(Items from a data source)
══════════════════════════════
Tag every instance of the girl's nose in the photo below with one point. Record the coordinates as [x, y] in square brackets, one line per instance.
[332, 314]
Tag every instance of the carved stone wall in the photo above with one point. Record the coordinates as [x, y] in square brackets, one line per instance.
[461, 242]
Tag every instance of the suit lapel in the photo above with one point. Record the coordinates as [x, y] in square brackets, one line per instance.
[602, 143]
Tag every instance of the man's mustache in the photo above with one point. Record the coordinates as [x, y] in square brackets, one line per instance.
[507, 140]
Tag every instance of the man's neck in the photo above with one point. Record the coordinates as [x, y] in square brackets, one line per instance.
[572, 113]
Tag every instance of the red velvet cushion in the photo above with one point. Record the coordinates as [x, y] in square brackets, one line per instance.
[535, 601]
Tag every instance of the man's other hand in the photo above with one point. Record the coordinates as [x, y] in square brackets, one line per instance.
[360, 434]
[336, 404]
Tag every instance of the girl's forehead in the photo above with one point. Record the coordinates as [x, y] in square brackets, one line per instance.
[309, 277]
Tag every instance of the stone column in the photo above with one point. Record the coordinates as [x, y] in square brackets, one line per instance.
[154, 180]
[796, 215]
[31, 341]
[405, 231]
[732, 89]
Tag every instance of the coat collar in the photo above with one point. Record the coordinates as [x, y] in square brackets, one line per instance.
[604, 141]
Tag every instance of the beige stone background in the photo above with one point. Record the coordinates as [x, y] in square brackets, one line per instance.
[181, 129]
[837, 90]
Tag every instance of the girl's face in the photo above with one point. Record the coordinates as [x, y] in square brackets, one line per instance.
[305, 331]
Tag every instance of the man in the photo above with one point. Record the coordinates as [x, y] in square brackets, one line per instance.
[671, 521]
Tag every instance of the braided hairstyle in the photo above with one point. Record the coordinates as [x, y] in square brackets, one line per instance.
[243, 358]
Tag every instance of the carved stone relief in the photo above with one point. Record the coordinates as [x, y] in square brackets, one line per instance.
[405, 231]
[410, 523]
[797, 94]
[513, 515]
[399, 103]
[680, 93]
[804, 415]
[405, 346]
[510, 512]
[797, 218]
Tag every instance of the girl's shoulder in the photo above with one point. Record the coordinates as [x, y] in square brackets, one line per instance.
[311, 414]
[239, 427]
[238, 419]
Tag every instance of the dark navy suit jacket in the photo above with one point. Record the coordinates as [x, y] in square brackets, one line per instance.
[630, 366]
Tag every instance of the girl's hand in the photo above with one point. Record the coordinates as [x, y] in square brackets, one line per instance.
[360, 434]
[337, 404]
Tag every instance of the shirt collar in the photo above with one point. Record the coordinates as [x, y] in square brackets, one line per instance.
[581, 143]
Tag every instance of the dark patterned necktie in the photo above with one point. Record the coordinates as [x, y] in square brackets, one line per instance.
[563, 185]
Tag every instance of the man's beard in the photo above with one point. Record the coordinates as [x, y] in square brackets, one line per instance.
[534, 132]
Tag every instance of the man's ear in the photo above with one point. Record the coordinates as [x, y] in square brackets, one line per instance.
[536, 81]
══════════════════════════════
■ What the task asks: From the records above, please extract every line and repeat it exactly.

■ Response to the task:
Tag every instance of the girl's nose in the photo below with one point. Record the coordinates as [x, y] in square brackets, one line per instance.
[332, 314]
Tag every instance of the carved stone wall in the photo above with one point. Record the coordinates as [x, y] in square brackets, one line per instance.
[461, 242]
Tag every instance of the suit lapel in the photo above with one point. Record the coordinates as [x, y] in square brackets, one line per instance.
[602, 143]
Tag every instance of the man's mustache in the photo above with one point. Record the coordinates as [x, y] in square brackets, one line per instance.
[507, 140]
Tag every instance of the man's neck in the photo above with one point. Record the coordinates as [x, y] in square brackets, one line per instance.
[572, 113]
Tag every instance of the red velvet cushion in the photo above with one point. Record the coordinates as [x, y] in square brackets, one line per instance.
[535, 601]
Tag every instance of the man's other hand in the photo above with one point. Record the coordinates as [x, y] in square brackets, one line per instance.
[360, 434]
[336, 404]
Tag every instance of the girl's forehead in the photo above with one point. Record the coordinates as [x, y] in square brackets, one line per instance.
[309, 277]
Tag every instance of the stone column in the photo above with one point. Record the coordinates as [x, y] in square brackets, one line per instance.
[154, 180]
[796, 215]
[31, 341]
[405, 231]
[732, 89]
Tag every instance of the coat collar in the photo above with one point. Record the coordinates as [x, y] in square brackets, one line per instance.
[604, 141]
Tag every instance of the beige stone background in the photo above with one point. Record the coordinates as [x, y] in square brackets, one line per instance.
[181, 129]
[837, 90]
Tag every instance of the girl's face in the photo above with one point. Record the coordinates as [x, y] in square brackets, one line per instance.
[305, 331]
Tag every instance of the man in the photo above with one point. Record the coordinates as [x, y] in square brackets, one line per instance.
[671, 521]
Tag every instance of the braided hairstyle in the photo above with one point. Record the coordinates as [x, y] in square brackets, one line per instance.
[243, 358]
Tag every instance of the carved stone relief in the photo above with one point. Record the coordinates as [x, y] in square brackets, one line per instance.
[405, 231]
[410, 523]
[797, 94]
[513, 515]
[399, 103]
[680, 93]
[804, 415]
[405, 346]
[510, 512]
[797, 218]
Tag every instance of the girl's shoulder in the photo above with one point. Record the coordinates as [x, y] in square brackets, one line per instance.
[311, 414]
[239, 427]
[238, 419]
Tag every instance of the dark navy suit jacket in the photo above with one point. Record the coordinates as [x, y] in square brackets, one line per instance.
[630, 366]
Tag every instance of the girl's hand in the photo above with one point. Record the coordinates as [x, y] in square brackets, one line per instance.
[360, 434]
[337, 404]
Tag every instance of the shirt collar in the photo above with one point. Record the coordinates as [x, y] in square brackets, one line per instance.
[581, 143]
Tag every instance of the dark patterned necktie in the photo above with one point. Record the coordinates as [x, y] in square brackets, one line per instance.
[563, 185]
Tag every instance of the man's beard in the photo above with one point. Record the coordinates as [x, y] in square brackets, one line per instance.
[534, 132]
Tag every instance of the man's ear in the photo above with one point. Record the coordinates as [x, y] in square brackets, one line per instance.
[536, 81]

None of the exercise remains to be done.